- Required work
Each line below should be quoted exactly, please.
***** Input records *****
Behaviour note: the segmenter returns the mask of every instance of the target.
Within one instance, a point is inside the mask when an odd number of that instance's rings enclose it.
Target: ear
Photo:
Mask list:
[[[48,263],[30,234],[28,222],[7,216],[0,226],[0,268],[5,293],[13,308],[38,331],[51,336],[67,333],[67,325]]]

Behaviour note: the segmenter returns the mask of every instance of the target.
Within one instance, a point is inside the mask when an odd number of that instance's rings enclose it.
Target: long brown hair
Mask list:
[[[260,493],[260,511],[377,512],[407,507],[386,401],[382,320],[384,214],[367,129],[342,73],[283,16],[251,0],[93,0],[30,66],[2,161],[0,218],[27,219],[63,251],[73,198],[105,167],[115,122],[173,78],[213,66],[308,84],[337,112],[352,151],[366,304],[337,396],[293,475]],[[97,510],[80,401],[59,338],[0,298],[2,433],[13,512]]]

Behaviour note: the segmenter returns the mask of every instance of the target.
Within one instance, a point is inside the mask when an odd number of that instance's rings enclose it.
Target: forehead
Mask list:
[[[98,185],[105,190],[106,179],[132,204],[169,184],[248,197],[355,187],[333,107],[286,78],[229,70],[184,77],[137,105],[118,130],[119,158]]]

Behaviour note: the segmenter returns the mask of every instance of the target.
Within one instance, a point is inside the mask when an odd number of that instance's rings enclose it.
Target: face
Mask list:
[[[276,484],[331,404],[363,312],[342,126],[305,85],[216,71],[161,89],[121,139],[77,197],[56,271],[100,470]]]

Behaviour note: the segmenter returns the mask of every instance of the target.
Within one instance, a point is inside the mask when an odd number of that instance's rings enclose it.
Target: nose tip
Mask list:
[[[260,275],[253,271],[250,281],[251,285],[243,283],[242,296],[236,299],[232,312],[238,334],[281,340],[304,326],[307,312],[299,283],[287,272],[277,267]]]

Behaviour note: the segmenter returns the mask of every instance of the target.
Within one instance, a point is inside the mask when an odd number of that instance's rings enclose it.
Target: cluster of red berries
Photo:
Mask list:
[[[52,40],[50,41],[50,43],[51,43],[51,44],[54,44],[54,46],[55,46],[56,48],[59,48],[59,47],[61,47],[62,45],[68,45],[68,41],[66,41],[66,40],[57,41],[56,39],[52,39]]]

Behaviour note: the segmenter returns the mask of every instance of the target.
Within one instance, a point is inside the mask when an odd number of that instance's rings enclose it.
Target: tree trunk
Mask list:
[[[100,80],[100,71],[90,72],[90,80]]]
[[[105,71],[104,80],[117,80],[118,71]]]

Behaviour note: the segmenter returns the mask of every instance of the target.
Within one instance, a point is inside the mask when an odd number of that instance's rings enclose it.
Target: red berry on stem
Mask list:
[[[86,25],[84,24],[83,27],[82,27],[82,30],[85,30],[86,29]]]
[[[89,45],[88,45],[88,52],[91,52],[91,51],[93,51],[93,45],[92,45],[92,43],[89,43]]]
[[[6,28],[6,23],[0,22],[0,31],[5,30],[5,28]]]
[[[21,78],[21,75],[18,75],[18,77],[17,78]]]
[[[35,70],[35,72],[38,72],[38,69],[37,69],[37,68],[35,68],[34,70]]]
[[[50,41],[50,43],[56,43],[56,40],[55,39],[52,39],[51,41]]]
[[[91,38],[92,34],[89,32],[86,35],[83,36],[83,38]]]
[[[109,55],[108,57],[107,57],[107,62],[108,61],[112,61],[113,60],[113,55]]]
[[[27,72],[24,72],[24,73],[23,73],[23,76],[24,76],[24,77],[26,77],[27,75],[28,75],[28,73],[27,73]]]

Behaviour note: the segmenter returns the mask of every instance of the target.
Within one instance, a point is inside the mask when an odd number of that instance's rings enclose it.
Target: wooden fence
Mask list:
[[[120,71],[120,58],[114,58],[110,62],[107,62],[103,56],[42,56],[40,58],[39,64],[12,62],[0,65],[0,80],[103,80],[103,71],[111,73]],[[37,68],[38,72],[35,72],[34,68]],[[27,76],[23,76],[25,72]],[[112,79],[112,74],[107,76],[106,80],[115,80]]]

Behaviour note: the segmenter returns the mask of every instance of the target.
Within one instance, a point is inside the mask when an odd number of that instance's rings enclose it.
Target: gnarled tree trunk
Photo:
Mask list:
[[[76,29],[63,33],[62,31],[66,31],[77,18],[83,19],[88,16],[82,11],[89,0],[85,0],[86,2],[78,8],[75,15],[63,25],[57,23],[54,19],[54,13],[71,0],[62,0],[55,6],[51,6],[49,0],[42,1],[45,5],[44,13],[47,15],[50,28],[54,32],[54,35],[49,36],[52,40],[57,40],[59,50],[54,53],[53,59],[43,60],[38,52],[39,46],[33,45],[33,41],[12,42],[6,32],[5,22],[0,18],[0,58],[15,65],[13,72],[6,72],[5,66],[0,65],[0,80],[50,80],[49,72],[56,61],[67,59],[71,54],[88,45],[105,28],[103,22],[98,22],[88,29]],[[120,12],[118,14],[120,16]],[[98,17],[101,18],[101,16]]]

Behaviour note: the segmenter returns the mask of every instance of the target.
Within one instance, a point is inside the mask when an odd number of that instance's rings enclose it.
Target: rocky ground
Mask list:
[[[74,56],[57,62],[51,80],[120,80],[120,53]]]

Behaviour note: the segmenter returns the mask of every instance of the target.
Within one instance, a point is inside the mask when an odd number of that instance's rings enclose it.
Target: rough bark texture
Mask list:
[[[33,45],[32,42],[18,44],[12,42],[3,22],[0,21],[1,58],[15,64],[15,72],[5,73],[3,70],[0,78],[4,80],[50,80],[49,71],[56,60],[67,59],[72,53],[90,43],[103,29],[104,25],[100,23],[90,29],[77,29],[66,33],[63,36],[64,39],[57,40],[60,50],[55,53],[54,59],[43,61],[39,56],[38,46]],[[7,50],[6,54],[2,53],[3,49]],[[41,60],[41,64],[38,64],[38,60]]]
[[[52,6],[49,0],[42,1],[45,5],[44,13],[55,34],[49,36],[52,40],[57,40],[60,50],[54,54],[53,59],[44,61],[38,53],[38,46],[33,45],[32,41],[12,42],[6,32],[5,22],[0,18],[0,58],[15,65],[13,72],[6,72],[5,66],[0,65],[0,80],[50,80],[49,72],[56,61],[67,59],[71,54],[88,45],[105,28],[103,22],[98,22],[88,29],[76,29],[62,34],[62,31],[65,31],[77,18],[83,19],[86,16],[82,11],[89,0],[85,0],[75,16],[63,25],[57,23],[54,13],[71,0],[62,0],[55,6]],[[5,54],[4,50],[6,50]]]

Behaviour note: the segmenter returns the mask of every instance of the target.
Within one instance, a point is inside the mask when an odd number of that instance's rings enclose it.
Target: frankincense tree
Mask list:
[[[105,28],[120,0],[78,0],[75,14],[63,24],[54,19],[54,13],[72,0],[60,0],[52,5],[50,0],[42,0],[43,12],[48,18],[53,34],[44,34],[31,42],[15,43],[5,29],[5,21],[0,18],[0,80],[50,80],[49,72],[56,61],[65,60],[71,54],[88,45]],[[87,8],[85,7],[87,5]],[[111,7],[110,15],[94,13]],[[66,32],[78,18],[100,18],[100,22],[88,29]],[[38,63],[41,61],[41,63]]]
*****
- Solution to this task
Behaviour note: the segmenter returns the mask of every instance of the target.
Within one instance, a point is inside the mask when an odd number of that instance's rings enclose it.
Target: ear
Photo:
Mask list:
[[[48,263],[30,234],[28,222],[7,216],[0,226],[0,268],[5,293],[13,308],[38,331],[51,336],[67,333],[67,325]]]

Behaviour note: the segmenter returns the mask of every instance of the target.
Within one instance, a point is inside the mask when an odd number of that instance's rings enclose it.
Target: long brown hair
Mask list:
[[[260,493],[260,511],[377,512],[407,507],[386,401],[382,320],[384,214],[367,129],[342,73],[283,16],[251,0],[93,0],[30,66],[2,161],[0,218],[27,219],[63,251],[73,198],[105,167],[115,122],[173,78],[213,66],[308,84],[337,112],[352,151],[366,304],[337,396],[293,475]],[[97,510],[80,401],[59,338],[0,298],[2,433],[13,512]]]

Behaviour note: the segmenter returns the mask of every instance of the target.
Within one instance, a point is inside the mask when an odd number of that instance's rings enclose it.
Target: forehead
Mask list:
[[[98,185],[105,190],[106,179],[132,204],[169,184],[248,197],[355,187],[333,107],[286,78],[229,70],[184,77],[137,105],[118,130],[119,158]]]

Behaviour note: the segmenter returns the mask of every instance of the target.
Within one instance, a point is inside the mask when an odd number of that instance's rings enclose it.
Target: face
Mask list:
[[[276,484],[331,404],[363,312],[342,126],[305,85],[216,71],[161,89],[121,139],[77,197],[56,271],[100,470]]]

Behaviour note: the segmenter returns the mask of every instance of the target.
Within one instance, a point is inside the mask when an odd number of that instance's rings enclose it.
Target: nose tip
Mask list:
[[[260,275],[253,271],[250,281],[251,285],[243,283],[242,296],[236,299],[232,312],[238,334],[281,340],[304,326],[307,312],[299,283],[287,272],[277,267]]]

Behaviour note: the segmenter returns the mask of every instance of the target.
Within one instance, a point is inside the mask when an odd number of that instance's rings enclose it.
Target: cluster of red berries
Photo:
Mask list:
[[[52,40],[50,41],[50,43],[51,43],[51,44],[54,44],[54,46],[55,46],[56,48],[59,48],[59,47],[61,47],[62,45],[68,45],[68,41],[66,41],[66,40],[57,41],[56,39],[52,39]]]

Behaviour note: the segmenter returns the mask of every instance of the target.
Within one instance, a point is inside the mask when an odd number of that instance's rings enclose it.
Target: tree trunk
Mask list:
[[[100,80],[100,71],[90,72],[90,80]]]
[[[105,71],[104,80],[117,80],[118,71]]]

Behaviour note: the segmenter returns the mask of every instance of the target.
Within one instance, a point is inside the mask when an odd number of that instance's rings enclose it.
Target: red berry on stem
Mask list:
[[[86,25],[84,24],[83,27],[82,27],[82,30],[85,30],[86,29]]]
[[[89,45],[88,45],[88,52],[91,52],[91,51],[93,51],[93,45],[92,45],[92,43],[89,43]]]
[[[6,28],[6,23],[0,22],[0,31],[5,30],[5,28]]]
[[[21,78],[21,75],[18,75],[18,77],[17,78]]]
[[[35,70],[35,72],[38,72],[38,69],[37,69],[37,68],[35,68],[34,70]]]
[[[50,41],[50,43],[56,43],[56,40],[55,39],[52,39],[51,41]]]
[[[91,38],[92,34],[89,32],[86,35],[83,36],[83,38]]]
[[[109,55],[108,57],[107,57],[107,62],[108,61],[112,61],[113,60],[113,55]]]
[[[27,72],[24,72],[24,73],[23,73],[23,76],[24,76],[24,77],[26,77],[27,75],[28,75],[28,73],[27,73]]]

Behaviour note: the segmenter returns the mask of every instance of the target.
Within one instance, a point is inside the mask when an odd number of that instance's rings enclose it.
Target: wooden fence
Mask list:
[[[120,71],[120,58],[114,58],[110,62],[107,62],[103,56],[42,56],[40,58],[39,64],[12,62],[0,65],[0,80],[103,80],[103,71],[111,73]],[[37,68],[38,72],[35,72],[34,68]],[[27,76],[23,76],[25,72]],[[112,79],[112,74],[107,76],[106,80],[115,80]]]

Behaviour note: the segmenter returns the mask of every instance of the target.
Within one instance, a point is inside the mask when an odd number of that instance's rings enclose it.
Target: gnarled tree trunk
Photo:
Mask list:
[[[76,29],[63,33],[62,31],[66,31],[77,18],[83,19],[88,16],[82,11],[89,0],[85,0],[86,2],[78,8],[75,15],[63,25],[57,23],[54,19],[54,13],[71,0],[62,0],[55,6],[51,6],[49,0],[42,1],[45,5],[44,13],[47,15],[50,28],[54,32],[54,35],[49,36],[52,40],[57,40],[59,50],[54,53],[53,59],[43,60],[38,52],[39,46],[33,45],[33,41],[12,42],[6,32],[5,22],[0,18],[0,58],[15,65],[13,72],[6,72],[5,66],[0,65],[0,80],[50,80],[49,72],[56,61],[67,59],[71,54],[88,45],[105,28],[103,22],[98,22],[88,29]],[[120,12],[118,14],[120,16]],[[98,17],[101,18],[101,16]]]

Behaviour note: the segmenter returns the mask of every instance of the target.
Within one instance, a point is inside the mask when an odd number of that instance's rings enclose it.
Target: rocky ground
Mask list:
[[[74,56],[57,62],[51,80],[120,80],[120,53]]]

Behaviour note: the segmenter returns the mask of every instance of the target.
Within one instance, a point is inside the mask when an odd number of that instance's rings enclose it.
Target: rough bark texture
Mask list:
[[[33,45],[32,42],[18,44],[12,42],[3,22],[0,21],[1,58],[15,64],[15,72],[5,73],[3,70],[0,78],[4,80],[50,80],[49,71],[56,60],[67,59],[72,53],[90,43],[103,29],[104,25],[100,23],[90,29],[77,29],[66,33],[63,36],[64,39],[57,40],[60,50],[55,53],[54,59],[43,61],[39,56],[38,46]],[[7,50],[6,54],[2,53],[3,49]],[[41,60],[41,64],[38,64],[38,60]]]
[[[52,6],[49,0],[42,1],[45,5],[44,13],[55,34],[49,36],[52,40],[57,40],[60,50],[54,54],[53,59],[44,61],[38,53],[38,46],[33,45],[32,41],[12,42],[6,32],[5,22],[0,18],[0,58],[15,65],[13,72],[6,72],[5,66],[0,65],[0,80],[50,80],[49,72],[56,61],[67,59],[71,54],[88,45],[105,28],[103,22],[98,22],[88,29],[76,29],[62,34],[62,31],[65,31],[77,18],[83,19],[86,16],[82,11],[89,0],[85,0],[75,16],[63,25],[57,23],[54,13],[71,0],[62,0],[55,6]],[[5,54],[4,50],[6,50]]]

Behaviour note: the segmenter returns the mask of every instance of the target.
Within one instance, a point is inside the mask when an odd number of that instance's rings enclose it.
Target: frankincense tree
Mask list:
[[[105,28],[120,0],[78,0],[75,14],[63,24],[54,19],[54,13],[72,0],[60,0],[52,5],[50,0],[42,0],[43,12],[48,18],[53,34],[44,34],[31,42],[15,43],[5,29],[5,21],[0,18],[0,80],[50,80],[49,72],[56,61],[65,60],[71,54],[88,45]],[[87,8],[85,7],[87,5]],[[111,7],[110,15],[94,13]],[[66,32],[78,18],[100,18],[100,22],[88,29]],[[38,63],[41,61],[41,63]]]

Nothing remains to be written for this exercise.